[A run of records]
────────────────────

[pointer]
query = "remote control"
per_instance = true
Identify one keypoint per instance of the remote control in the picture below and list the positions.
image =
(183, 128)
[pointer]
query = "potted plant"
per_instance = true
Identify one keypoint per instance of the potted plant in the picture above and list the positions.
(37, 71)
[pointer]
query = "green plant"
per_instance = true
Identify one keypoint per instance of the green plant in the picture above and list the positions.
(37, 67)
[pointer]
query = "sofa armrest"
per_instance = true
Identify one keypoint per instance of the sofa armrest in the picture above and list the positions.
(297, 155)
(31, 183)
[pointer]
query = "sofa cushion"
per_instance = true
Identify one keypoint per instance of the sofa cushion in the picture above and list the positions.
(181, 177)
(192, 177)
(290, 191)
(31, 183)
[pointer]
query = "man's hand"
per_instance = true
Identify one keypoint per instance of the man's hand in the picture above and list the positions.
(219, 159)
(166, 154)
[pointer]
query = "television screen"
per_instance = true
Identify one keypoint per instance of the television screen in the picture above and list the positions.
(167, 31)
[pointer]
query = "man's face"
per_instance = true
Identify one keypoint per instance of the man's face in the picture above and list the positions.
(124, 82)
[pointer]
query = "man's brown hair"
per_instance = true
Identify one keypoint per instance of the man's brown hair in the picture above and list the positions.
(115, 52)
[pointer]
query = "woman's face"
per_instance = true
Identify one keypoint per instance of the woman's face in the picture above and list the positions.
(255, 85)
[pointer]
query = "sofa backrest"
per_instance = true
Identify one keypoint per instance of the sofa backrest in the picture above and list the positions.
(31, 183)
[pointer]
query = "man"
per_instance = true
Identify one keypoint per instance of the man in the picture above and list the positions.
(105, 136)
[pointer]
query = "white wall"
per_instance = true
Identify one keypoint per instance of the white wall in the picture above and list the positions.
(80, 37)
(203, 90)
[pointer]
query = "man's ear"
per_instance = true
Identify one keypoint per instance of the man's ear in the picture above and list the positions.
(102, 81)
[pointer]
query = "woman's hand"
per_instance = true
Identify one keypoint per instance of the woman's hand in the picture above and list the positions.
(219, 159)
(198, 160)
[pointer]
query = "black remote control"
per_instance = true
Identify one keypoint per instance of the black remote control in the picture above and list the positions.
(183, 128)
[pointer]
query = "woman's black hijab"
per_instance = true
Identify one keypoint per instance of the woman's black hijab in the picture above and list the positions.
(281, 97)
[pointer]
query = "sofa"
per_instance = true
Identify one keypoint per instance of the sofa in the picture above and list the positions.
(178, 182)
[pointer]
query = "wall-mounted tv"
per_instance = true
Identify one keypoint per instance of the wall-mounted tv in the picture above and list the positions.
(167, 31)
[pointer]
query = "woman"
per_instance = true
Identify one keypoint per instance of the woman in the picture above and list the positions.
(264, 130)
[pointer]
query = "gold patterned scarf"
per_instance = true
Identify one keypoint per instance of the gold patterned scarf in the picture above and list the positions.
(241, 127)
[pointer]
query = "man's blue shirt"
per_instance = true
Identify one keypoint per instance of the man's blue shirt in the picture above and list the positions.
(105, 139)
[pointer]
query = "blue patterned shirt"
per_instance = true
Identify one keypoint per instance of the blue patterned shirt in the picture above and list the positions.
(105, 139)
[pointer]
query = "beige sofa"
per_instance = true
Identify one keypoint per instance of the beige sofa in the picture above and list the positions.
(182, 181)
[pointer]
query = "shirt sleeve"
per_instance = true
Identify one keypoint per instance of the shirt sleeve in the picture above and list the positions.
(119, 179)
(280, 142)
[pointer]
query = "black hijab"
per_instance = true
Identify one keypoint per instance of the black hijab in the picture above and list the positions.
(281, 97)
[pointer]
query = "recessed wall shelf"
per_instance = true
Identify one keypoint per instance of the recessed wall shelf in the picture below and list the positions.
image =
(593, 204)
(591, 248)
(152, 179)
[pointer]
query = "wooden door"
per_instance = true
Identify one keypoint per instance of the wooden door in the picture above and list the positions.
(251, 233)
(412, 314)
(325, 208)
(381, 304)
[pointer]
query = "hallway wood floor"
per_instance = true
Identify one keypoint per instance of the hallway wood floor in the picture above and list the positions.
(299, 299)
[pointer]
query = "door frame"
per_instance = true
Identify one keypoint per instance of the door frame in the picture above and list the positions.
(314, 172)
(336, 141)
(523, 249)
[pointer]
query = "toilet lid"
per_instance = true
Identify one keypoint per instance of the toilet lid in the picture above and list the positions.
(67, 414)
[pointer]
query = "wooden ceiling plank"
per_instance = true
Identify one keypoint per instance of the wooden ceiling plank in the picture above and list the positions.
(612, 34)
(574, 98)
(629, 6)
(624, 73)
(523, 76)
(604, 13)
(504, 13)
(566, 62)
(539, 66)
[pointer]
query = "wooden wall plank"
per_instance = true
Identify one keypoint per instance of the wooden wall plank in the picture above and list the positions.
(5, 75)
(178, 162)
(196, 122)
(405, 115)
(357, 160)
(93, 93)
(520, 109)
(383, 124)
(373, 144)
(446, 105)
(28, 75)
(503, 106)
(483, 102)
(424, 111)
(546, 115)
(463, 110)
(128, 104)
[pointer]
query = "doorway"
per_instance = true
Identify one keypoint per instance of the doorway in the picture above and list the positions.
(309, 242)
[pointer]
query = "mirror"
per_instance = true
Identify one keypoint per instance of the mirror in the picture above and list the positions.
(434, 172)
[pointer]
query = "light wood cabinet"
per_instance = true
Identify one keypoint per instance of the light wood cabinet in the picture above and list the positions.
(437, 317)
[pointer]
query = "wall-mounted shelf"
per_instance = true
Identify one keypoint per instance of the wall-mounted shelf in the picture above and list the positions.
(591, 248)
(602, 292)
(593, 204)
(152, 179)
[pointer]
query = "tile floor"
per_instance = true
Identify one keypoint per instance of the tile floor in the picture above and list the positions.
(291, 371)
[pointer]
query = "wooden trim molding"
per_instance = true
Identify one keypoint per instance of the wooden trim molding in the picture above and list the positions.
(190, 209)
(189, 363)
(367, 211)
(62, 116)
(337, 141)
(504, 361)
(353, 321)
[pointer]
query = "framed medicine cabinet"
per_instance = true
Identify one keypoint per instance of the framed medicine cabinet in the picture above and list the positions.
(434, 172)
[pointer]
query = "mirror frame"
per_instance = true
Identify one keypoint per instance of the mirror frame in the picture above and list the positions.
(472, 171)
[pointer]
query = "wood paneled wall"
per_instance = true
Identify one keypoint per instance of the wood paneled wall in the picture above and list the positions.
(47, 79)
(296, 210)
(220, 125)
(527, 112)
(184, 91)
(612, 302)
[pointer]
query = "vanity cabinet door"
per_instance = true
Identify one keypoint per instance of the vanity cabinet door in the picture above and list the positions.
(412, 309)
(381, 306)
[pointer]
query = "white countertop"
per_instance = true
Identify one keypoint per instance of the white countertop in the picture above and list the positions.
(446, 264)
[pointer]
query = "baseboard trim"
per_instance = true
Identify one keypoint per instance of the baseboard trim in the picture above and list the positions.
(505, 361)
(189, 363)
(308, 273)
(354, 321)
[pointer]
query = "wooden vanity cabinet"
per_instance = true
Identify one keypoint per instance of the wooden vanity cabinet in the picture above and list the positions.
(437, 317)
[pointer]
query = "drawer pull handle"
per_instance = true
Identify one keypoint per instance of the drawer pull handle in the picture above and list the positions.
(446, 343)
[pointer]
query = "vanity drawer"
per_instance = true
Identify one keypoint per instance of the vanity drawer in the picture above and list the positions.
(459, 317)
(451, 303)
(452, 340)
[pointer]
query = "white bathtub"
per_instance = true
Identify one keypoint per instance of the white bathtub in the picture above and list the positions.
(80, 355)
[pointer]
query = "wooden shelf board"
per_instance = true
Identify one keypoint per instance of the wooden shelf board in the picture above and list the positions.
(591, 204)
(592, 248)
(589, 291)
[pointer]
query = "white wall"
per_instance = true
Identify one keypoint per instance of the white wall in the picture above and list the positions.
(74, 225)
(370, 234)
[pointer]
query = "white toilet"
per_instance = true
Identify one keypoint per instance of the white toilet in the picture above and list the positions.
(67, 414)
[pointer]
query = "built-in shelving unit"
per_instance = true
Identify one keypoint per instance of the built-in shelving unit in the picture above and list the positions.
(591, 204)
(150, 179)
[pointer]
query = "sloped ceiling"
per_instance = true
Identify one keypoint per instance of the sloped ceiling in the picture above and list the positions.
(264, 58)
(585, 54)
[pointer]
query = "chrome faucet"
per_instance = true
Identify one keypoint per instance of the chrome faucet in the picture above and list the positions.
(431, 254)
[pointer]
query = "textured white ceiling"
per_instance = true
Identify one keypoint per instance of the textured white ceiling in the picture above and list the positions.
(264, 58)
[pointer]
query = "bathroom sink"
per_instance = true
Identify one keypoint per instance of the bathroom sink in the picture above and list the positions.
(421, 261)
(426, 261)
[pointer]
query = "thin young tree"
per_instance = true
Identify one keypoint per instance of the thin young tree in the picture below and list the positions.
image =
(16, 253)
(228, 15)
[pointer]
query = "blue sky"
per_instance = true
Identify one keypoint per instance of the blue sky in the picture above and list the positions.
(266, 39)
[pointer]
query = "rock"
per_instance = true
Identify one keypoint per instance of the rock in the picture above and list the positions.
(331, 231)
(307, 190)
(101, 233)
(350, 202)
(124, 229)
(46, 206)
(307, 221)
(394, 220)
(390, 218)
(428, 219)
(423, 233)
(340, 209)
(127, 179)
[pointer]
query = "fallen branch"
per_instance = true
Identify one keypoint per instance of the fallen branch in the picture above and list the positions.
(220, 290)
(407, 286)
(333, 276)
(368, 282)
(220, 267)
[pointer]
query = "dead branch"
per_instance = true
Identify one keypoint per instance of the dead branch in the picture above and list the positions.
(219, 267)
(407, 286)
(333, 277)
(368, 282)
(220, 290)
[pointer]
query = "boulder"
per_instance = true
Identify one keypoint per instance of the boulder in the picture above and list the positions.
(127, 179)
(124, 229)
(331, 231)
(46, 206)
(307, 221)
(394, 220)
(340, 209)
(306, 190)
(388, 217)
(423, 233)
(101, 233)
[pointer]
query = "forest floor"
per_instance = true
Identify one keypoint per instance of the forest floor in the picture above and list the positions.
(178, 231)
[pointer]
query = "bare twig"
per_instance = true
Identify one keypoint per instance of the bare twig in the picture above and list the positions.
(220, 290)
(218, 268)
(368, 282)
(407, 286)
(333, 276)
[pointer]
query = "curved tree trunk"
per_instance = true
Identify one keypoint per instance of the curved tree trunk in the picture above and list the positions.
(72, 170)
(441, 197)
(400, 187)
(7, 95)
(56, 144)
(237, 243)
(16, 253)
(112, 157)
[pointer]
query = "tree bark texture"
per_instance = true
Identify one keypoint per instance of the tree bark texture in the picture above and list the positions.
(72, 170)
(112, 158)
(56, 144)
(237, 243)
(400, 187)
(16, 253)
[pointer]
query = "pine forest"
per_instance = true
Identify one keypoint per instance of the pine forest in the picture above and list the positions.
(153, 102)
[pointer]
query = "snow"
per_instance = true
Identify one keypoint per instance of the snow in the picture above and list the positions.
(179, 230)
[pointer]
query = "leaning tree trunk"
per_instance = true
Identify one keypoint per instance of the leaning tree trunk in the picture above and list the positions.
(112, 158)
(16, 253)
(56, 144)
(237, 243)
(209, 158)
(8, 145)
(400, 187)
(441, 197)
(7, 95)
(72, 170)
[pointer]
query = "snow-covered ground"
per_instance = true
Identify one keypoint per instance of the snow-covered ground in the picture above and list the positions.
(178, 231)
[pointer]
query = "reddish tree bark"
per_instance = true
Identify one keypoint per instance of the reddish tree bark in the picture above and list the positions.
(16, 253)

────────────────────

Find each line in the rows above that contains the word "below" and copy it out in full. Matches must have the same capitalization.

Exercise response |
Identify one keypoint per instance of the remote control in the picture below and list the positions.
Identify one keypoint per instance of the recessed wall shelf in the picture below and list the positions.
Identify one keypoint per instance of the thin young tree in the picture below and list the positions.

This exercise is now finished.